*** Opening THE DATA ***

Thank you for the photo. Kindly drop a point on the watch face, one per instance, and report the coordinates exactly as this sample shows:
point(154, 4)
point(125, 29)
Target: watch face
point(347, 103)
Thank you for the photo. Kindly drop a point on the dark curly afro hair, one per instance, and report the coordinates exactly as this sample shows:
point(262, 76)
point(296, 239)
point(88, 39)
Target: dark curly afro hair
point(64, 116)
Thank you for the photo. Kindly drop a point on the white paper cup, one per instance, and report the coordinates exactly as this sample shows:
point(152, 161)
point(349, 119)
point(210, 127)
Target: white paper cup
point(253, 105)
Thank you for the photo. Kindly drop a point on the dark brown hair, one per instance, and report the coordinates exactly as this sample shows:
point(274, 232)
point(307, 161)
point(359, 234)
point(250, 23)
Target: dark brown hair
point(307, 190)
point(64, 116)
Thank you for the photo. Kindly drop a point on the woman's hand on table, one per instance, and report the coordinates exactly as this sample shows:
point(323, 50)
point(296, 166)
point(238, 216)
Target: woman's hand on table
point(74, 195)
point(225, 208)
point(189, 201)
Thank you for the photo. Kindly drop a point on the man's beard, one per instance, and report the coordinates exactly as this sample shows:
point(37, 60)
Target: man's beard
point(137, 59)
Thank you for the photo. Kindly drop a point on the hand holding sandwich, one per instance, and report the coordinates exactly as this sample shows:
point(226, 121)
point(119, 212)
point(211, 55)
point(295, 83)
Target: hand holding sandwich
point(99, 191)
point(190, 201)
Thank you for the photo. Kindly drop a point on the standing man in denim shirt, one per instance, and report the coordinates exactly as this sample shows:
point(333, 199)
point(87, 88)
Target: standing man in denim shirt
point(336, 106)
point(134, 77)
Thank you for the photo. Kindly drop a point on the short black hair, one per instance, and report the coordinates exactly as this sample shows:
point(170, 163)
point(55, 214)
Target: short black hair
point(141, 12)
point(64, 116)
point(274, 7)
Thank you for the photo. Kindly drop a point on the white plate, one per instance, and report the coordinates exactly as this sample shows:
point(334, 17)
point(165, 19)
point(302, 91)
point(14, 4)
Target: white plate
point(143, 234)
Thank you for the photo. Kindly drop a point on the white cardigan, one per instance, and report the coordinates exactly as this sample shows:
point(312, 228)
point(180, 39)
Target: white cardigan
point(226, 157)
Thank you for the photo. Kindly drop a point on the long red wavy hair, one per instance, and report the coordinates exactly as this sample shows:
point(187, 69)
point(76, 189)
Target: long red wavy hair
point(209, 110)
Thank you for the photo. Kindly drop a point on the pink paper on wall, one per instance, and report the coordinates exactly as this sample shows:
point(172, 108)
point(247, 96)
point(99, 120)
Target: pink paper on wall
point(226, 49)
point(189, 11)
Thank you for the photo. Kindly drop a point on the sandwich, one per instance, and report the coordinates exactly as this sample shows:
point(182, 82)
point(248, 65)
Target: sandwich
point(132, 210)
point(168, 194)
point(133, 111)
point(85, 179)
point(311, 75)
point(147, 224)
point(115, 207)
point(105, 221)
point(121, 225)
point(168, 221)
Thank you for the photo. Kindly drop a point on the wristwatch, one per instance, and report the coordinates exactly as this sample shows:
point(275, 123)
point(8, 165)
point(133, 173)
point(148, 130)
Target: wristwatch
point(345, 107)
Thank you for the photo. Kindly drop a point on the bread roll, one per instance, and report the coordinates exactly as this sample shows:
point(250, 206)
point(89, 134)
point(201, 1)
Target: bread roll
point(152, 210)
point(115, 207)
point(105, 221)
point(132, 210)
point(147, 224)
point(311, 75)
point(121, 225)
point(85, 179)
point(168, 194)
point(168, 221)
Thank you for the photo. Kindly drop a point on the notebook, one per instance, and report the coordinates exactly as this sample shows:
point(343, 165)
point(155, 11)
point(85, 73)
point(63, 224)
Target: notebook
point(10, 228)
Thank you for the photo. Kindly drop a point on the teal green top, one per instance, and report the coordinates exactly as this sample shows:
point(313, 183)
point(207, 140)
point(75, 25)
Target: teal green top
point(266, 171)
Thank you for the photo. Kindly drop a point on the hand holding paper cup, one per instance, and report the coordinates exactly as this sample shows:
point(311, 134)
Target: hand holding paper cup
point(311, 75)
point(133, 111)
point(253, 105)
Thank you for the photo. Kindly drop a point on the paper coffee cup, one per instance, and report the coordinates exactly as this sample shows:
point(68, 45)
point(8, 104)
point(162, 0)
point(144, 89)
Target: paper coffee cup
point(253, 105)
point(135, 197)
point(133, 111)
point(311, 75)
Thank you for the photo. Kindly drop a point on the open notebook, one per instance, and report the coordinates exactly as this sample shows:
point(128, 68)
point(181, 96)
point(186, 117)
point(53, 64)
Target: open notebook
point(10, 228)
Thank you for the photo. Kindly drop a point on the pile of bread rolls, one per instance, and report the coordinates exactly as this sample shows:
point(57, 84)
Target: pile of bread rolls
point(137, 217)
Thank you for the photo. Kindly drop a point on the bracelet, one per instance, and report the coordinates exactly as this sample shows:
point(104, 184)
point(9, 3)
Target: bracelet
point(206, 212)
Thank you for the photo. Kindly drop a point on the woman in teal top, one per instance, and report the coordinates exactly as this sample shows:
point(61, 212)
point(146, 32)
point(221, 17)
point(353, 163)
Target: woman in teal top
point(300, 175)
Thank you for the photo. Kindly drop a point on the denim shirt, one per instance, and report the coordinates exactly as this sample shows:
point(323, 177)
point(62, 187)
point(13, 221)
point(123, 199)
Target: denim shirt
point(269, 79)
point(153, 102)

*** Closing THE DATA ***

(YOUR GOAL): Among the entries above, find the line with "point(250, 206)" and the line with "point(85, 73)"; give again exactly these two lines and all lines between them.

(EXERCISE RESULT):
point(250, 206)
point(89, 134)
point(201, 1)
Target: bread roll
point(152, 210)
point(115, 207)
point(105, 221)
point(132, 210)
point(147, 224)
point(311, 75)
point(121, 225)
point(85, 179)
point(168, 194)
point(168, 221)
Thank you for the photo. Kindly drop a point on the notebook, one per instance, and report the coordinates exactly as this sample shows:
point(343, 165)
point(155, 11)
point(85, 73)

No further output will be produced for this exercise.